● **Exercise A**
According to the Stuxnet passage, what was the code designed to do to the centrifuges at periodic intervals?
● **Exercise B**
Write out the Stuxnet passage exactly, everything from "Some of the" down to "Iran relations since.".
● **Exercise C**
Continue the passage on the Stuxnet attack from the point where it ends.

● **Selected passage**
┄┄┄┄┄┄┄┄┄┄┄┄┄┄┄┄┄┄┄┄

PLC's or Programmable Logic Controllers are classes of computers which control physical processes – they are used for industrial controls. They can control various equipment are found widely in all plants and equipment. After analysing the code, it was found that the target was even more specific – it seemed to have targeted two sets of frequency converters – one manufactured by Finland and the other by a manufacturer in Iran. From this, the short hop to the conclusion that the target was the uranium enrichment plant in Natanz.

The confirmation was came from the kind of numbers and configuration that the code analysis threw up – it identified an array of equipment which was known to be similar to the centrifuge array in one of the Natanz blocks. The code was designed at periodic intervals to speed up and slow down the centrifuges via the frequency converters. Once this was correlated with what was known by the IAEA inspectors of the Natanz plant – that a large number of centrifuges had got damaged and had been taken out -- the entire sequence of operations became clear. This was a cyber attack that had taken out vital equipment in Natanz.

Some of the issues that flow from this are whether Natanz was an “illegal” facility and therefore a legitimate target? It is clear from the NPT provisions that Iran has a right to enrich uranium. The US and other western countries argue that Iran has “lost” this right by virtue of its violations of certain IAEA provisions. If we look at international law, it is clear that the IAEA decision to report Iran for such violations was a political one and had very little to do with actual NPT obligations or IAEA violations. That is why India's breaking ranks with other non-aligned countries in IAEA Board who had opposed the US move is particularly galling and has bedevilled India and Iran relations since.

Irrespective of IAEA and subsequent UN sanctions, any physical attack on Iran's Natanz plant would constitute an act of war. There is very little doubt that the US reads that any attack on Natanz – a US or Israeli air-strike like the Israeli attack on Osirik reactor – would rapidly escalate to war, with this strike as the first act. Therefore the choice of a virus attack instead of physical one that could still delay or derail the Natanz fuel enrichment plant.

There is little doubt that the US was a part of this attack, though some claim it was a joint US-Israeli operation. The sophistication of the virus and the knowledge it had to have of Natanz precludes it being a private enterprise. In any case, the US and the Israelis have been doing a nudge-nudge, wink-wink denial of the Stuxnet attack, leaving very little doubt of the origin of this virus.

┄┄┄┄┄┄┄┄┄┄┄┄┄┄┄┄┄┄┄┄

● **Data for analysis**
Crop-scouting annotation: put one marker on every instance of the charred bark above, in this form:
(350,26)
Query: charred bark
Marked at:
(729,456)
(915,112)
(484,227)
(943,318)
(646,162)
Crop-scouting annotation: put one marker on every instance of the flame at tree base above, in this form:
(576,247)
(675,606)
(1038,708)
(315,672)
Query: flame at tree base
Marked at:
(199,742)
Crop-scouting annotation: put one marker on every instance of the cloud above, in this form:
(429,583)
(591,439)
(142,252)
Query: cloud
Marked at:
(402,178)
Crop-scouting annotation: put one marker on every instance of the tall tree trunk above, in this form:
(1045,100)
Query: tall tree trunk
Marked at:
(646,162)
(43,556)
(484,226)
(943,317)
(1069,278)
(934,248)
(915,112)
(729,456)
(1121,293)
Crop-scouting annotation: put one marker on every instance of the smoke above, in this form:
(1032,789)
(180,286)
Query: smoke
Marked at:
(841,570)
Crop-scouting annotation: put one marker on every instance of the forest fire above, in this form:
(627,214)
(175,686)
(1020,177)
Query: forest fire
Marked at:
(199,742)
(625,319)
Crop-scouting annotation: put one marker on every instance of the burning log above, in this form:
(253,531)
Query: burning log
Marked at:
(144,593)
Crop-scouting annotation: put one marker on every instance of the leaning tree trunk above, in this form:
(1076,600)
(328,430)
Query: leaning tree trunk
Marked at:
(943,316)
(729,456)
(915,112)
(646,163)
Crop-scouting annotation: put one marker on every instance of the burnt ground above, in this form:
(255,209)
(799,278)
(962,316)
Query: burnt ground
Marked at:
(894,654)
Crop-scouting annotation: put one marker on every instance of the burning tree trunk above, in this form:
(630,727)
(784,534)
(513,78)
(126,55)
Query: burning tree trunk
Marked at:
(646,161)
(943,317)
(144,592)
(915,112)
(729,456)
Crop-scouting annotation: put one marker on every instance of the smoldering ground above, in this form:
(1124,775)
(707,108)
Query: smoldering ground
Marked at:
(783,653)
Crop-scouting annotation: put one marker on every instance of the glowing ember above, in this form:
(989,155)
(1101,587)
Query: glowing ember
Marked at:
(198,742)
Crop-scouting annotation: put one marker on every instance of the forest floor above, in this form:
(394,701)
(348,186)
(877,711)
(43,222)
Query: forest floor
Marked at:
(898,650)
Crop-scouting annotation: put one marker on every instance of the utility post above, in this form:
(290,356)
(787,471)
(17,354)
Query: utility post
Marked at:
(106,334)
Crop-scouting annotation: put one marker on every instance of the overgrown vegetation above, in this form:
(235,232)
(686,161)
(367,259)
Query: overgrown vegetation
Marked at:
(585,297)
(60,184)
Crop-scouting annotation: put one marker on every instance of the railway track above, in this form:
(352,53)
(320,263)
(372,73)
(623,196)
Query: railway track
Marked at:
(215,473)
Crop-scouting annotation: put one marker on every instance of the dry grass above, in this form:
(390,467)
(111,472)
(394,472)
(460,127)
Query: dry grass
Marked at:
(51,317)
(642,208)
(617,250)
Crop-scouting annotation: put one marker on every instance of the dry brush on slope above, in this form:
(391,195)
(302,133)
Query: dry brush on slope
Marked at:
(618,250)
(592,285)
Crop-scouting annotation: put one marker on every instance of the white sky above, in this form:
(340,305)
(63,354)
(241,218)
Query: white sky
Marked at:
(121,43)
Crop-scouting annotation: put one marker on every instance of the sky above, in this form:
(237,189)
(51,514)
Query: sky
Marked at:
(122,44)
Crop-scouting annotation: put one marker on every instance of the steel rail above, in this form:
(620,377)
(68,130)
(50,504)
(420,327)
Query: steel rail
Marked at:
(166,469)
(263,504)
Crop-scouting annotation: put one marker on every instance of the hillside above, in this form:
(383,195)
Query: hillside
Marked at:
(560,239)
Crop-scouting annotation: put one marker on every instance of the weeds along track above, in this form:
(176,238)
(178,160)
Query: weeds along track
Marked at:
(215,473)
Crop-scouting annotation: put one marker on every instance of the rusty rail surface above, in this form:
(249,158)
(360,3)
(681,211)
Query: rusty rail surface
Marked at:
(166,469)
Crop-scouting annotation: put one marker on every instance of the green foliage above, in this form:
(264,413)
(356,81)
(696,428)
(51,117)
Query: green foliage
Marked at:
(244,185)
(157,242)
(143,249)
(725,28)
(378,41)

┄┄┄┄┄┄┄┄┄┄┄┄┄┄┄┄┄┄┄┄

● **Written response A**
Speed them up and slow them down via the frequency converters.

● **Written response B**
Some of the issues that flow from this are whether Natanz was an “illegal” facility and therefore a legitimate target? It is clear from the NPT provisions that Iran has a right to enrich uranium. The US and other western countries argue that Iran has “lost” this right by virtue of its violations of certain IAEA provisions. If we look at international law, it is clear that the IAEA decision to report Iran for such violations was a political one and had very little to do with actual NPT obligations or IAEA violations. That is why India's breaking ranks with other non-aligned countries in IAEA Board who had opposed the US move is particularly galling and has bedevilled India and Iran relations since.

● **Written response C**
The question we need to ask is by changing the mode of attack, is it any different than a conventional attack which fulfils the same purpose? The second question is that if Iran retaliates by a similar virus attack on an US installation, what would be the US reaction? And the third, perhaps the most important – how do we prevent such viruses attacking other vital installations in any country which might not be targets, but could still get infected.

The US position is clear on this – while the US is allowed to attack other countries using such cyber attacks, any attack on US installations would lead to a conventional retaliation – in the US books, there is no difference between a conventional or a cyber attack as long as it creates a similar impact. But it still retains the right to target others it considers attack worthy. As it explained privately and its proponents state publicly, Stuxnet is justified as it “saved” Iran for bombing.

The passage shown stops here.